--- START Quoted passage ---

I would say a much bigger problem is the lack of building, and the lack of new houses.

The population grows about 2% per year. We have not been building nearly enough to keep up. Even if Airbnb is taking 5% of the units in a huge metro area (how?), then that is still just a few years of building that have been missed.

The root of the problem is that we let people hoard land by severely limiting what can be done with a plot of land. By doing this globally over metro areas, we cause a huge shortage of land which drives up land "rents" (rent in the economic sense, not as much in the apartment leasing sense).


I'm pro-YIMBY, but building more will only solve part of the problem. The problem it won't solve is that our winner-take-all economy is winner-take-all for cities, too. Everyone is pouring into the top n metro areas and even the most ambitious building program won't do more than put a small dent in all that demand. A small dent will make a real difference for a lot of people, but it also won't make much of a difference for a lot more.

If we can't figure out a way to get people to live in Cleveland and St. Louis again, we're spitting into the wind.


Obviously, we should just build more world-class metro areas.

Of course, top-down planning a city (as would be needed to "stamp" one out whole) has never worked; but how about we copy-and-paste the zoning plans from cities we already know are functional, and then incentivize all the same major companies that have headquarters in City The First to build secondary HQs in City The Second?

--- END Quoted passage ---

*What this exercise asks*.
1 – Summarize the housing discussion above in three sentences.
2 – Write the next part of the housing discussion, picking up after its last sentence.

--- START Information given ---

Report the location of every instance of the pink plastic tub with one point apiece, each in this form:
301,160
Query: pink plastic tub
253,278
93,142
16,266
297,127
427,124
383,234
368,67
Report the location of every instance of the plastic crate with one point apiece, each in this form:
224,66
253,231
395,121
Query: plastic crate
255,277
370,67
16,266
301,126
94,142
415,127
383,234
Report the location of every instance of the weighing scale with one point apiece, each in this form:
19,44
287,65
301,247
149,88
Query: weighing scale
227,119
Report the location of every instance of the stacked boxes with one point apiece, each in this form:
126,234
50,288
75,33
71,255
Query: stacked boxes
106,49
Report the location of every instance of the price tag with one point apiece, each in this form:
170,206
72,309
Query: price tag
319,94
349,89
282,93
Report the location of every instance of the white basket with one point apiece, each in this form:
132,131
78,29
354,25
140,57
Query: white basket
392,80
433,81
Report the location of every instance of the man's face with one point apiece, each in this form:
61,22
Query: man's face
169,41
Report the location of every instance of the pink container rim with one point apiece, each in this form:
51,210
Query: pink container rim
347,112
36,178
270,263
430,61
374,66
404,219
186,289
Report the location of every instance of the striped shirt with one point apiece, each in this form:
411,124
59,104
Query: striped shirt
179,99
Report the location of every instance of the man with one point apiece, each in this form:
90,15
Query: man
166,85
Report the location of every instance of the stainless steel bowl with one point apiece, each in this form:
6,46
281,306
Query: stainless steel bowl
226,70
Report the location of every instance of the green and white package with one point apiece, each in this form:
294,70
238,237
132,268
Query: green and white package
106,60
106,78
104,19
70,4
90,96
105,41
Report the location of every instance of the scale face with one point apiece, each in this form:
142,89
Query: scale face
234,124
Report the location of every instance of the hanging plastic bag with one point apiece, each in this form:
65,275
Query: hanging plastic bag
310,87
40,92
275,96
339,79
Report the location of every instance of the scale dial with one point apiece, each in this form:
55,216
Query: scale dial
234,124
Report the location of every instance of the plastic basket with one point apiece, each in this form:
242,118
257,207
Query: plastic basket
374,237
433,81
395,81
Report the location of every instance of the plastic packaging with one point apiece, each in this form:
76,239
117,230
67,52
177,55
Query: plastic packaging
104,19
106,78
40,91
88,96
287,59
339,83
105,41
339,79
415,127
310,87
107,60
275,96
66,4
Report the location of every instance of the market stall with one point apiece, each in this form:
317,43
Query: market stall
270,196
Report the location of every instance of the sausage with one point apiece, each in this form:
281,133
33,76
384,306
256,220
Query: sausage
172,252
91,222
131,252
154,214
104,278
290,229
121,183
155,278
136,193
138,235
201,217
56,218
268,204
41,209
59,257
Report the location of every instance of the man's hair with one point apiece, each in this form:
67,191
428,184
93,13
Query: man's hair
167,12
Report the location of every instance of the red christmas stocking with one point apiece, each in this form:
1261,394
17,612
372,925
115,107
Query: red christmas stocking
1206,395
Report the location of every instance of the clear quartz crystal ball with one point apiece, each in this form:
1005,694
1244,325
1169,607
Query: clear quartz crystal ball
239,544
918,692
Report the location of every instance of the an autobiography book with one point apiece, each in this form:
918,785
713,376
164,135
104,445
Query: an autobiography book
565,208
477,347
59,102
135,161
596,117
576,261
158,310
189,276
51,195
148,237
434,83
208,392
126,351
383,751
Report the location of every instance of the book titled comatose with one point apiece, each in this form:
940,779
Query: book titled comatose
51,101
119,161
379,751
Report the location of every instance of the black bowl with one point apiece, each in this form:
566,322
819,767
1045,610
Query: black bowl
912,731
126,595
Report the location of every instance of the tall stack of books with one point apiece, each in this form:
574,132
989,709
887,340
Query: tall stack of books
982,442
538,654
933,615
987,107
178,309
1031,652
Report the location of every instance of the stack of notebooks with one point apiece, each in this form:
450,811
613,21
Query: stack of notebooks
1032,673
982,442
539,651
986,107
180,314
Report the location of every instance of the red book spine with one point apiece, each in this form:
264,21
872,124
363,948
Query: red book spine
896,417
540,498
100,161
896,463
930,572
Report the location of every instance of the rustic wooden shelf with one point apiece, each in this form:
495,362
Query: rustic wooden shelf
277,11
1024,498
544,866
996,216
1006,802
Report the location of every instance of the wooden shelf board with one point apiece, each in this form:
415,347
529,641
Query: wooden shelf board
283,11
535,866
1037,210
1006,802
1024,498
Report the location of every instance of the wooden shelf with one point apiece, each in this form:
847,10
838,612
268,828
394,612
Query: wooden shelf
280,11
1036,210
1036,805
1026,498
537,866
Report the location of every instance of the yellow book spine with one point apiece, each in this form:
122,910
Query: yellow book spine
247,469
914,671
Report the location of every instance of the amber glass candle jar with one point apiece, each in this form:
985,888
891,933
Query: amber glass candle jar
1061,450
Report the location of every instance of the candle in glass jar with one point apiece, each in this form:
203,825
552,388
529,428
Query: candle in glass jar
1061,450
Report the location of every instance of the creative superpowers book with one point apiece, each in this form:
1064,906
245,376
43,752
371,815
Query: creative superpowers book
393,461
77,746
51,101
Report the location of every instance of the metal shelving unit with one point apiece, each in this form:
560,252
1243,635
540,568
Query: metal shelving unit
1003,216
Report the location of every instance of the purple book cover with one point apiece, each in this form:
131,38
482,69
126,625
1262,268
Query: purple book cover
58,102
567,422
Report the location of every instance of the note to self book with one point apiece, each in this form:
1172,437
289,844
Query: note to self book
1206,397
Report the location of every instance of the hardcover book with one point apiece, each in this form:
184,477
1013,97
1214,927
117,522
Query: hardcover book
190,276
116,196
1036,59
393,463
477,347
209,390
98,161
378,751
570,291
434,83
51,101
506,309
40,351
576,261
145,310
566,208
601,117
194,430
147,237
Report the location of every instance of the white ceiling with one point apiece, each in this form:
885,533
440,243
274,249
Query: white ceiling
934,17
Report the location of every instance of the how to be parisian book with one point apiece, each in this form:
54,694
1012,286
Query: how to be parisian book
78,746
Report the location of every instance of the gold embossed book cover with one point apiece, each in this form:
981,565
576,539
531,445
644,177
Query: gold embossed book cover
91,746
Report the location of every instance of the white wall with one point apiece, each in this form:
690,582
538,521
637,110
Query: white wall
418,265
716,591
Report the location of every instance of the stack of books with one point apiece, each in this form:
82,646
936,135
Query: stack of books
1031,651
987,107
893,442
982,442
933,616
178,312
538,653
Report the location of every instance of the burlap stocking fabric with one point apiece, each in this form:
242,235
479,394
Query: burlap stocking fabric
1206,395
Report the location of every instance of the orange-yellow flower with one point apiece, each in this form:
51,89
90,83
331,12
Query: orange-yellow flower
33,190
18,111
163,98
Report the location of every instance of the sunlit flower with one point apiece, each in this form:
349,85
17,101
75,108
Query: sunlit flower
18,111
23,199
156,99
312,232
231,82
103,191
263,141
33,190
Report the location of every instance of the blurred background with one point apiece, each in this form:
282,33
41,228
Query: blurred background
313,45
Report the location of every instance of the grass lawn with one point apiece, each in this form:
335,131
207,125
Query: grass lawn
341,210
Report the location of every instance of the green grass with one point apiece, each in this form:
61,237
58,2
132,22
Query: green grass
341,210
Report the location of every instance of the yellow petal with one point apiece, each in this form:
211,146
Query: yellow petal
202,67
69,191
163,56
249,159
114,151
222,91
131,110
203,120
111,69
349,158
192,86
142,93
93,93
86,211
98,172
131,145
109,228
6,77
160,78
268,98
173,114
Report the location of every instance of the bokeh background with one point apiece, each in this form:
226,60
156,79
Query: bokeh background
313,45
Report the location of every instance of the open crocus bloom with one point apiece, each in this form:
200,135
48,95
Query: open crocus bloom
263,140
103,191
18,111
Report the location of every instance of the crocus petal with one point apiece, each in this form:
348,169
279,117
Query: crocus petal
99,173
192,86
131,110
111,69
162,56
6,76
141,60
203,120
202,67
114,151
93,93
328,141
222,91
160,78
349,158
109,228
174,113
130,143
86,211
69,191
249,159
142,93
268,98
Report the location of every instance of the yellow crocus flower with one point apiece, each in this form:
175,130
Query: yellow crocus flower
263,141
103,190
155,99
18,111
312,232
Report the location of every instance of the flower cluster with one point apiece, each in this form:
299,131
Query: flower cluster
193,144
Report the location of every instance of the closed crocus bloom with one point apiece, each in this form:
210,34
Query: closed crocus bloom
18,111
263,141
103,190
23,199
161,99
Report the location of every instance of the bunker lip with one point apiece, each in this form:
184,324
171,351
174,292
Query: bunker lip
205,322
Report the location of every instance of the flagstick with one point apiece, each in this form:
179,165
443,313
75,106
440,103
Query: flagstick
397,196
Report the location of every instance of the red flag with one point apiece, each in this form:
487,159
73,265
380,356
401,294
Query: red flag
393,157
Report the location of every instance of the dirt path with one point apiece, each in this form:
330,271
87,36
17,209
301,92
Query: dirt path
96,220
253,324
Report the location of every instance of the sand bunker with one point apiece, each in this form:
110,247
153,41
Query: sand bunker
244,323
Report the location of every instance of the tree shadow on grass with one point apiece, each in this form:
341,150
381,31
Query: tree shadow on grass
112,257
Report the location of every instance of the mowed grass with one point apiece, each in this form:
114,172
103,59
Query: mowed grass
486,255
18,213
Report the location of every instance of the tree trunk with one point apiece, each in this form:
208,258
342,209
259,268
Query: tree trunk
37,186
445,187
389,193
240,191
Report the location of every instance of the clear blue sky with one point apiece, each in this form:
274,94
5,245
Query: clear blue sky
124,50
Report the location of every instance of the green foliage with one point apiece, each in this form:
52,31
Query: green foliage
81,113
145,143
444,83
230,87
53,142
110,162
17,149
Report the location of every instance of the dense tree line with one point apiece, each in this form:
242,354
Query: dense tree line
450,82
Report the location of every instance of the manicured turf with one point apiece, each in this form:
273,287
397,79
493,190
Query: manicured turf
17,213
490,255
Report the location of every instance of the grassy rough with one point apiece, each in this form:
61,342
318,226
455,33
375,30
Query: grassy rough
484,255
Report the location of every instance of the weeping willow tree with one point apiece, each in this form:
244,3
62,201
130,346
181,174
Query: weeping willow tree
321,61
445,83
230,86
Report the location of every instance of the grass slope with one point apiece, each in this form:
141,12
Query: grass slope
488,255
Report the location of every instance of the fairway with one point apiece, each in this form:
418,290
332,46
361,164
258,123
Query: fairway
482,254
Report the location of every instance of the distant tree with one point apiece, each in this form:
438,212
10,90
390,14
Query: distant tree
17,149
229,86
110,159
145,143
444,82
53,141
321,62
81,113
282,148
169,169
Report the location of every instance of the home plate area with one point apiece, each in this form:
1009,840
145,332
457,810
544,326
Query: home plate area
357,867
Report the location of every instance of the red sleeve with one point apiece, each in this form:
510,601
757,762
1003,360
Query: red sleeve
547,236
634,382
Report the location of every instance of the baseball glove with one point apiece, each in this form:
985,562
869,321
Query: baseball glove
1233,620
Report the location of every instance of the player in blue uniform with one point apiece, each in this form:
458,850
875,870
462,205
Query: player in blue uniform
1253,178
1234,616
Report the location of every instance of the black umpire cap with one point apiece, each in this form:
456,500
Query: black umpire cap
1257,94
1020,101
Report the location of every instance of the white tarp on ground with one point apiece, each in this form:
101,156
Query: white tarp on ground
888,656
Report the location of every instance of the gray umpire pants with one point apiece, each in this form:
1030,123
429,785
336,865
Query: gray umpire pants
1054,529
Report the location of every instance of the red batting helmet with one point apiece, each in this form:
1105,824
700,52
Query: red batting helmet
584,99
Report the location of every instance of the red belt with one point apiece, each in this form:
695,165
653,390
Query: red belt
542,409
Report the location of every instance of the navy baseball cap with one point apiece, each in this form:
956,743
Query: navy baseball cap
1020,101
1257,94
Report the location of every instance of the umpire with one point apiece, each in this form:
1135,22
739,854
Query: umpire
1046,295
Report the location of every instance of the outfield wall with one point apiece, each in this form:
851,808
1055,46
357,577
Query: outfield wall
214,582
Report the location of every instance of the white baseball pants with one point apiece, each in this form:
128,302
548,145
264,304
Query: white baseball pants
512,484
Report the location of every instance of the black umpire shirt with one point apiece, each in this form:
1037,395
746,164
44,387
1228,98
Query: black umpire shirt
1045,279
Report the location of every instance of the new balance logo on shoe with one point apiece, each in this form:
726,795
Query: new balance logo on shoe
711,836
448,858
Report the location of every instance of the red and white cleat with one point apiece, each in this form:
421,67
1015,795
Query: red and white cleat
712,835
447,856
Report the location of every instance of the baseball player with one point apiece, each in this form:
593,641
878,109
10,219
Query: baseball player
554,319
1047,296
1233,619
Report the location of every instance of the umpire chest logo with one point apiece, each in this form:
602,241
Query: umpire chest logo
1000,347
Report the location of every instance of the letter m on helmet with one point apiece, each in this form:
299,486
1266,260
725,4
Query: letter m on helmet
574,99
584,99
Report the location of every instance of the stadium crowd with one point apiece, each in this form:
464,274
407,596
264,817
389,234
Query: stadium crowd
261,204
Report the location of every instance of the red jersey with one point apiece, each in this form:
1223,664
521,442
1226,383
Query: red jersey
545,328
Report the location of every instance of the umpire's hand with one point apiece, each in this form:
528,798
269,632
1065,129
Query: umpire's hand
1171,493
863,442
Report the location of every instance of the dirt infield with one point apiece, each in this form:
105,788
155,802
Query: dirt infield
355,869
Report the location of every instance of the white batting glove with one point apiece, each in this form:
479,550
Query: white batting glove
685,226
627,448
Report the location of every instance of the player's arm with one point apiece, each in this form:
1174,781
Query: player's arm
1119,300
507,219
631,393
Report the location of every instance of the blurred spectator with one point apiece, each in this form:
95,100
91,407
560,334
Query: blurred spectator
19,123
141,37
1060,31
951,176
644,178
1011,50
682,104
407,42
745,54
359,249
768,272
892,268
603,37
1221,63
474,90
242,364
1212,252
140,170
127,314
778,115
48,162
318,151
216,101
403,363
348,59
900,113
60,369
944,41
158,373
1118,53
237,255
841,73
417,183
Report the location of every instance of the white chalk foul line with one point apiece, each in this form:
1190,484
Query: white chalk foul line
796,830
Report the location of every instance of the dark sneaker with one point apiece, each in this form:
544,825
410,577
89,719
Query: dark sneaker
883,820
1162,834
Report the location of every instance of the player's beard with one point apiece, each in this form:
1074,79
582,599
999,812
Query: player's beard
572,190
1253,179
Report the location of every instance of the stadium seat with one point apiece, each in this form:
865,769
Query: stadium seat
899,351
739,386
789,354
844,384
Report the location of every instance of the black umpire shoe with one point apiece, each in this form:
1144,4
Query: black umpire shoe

--- END Information given ---

*Outputs for the tasks*.
1 – The housing discussion argues that the lack of new housing is a much bigger problem than Airbnb, because population grows about 2% per year and severe limits on what can be done with land let people hoard it and drive up land rents. A reply supports building more but says it will only put a small dent in demand, because everyone is pouring into the top metro areas, and people need to be drawn back to cities like Cleveland and St. Louis. Another reply proposes building more world-class metro areas by copying zoning plans from functional cities and incentivizing major companies to open secondary headquarters there.

2 –
(I'm not sure if I'm joking.)


I'd look at subsidising 'desirable' small businesses for towns. Take a normal country town and prop up a little wine bar, grocery, couple of non-chain restaurants. Attract younger, remote workers and then eventually there'd be enough going on that the small businesses would survive on their own, and more would be naturally created.

Even a coordinated national program like this: https://renewadelaide.com.au/grow/


> Attract younger, remote workers and then eventually there'd be enough going on

I think there may be something to this.

The other day I was riding around the French Pyrenees, and some (bigger) villages had signs along the lines of "fibered village", as in "with optic fiber". Along those were other signs about selling lots, mostly by the town hall.

I was thinking that maybe this could attract remote workers. The environment is beautiful (if you're into mountains), they have clean air, etc. It could be great for a remote worker.

But then it hit me. Say you'd go to one of those villages, with a girlfriend / wife, or you found one there, and wanted to have kids. They'd be able to go to elementary school. But probably starting in junior high, and certainly in high school, they'd have to take the school bus to the "local big town". Which is, basically, a commute.

So I got a feeling of "unfairness": people moving there to escape commutes, but then subjecting their young kinds to the same...


I disagree completely, the big cities are not even trying to build, and they could.

We need to tax land hoarders and use the proceeds to build public housing.

This will be sooooo much easier than trying to do business development in smaller cities. Those cities have already been doing their best to expand the job situation, but top down planning of jobs rarely works. Our top down planning to induce housing shortages is far easier to fix.


This is the main reason, but AirBnB isn't helping. Even when more housing is built, developers build housing that's meant primarily for short term rentals. The margins are high enough, and the obligations low enough, that running an illegal hotel can be much more profitable than finding long term tenants.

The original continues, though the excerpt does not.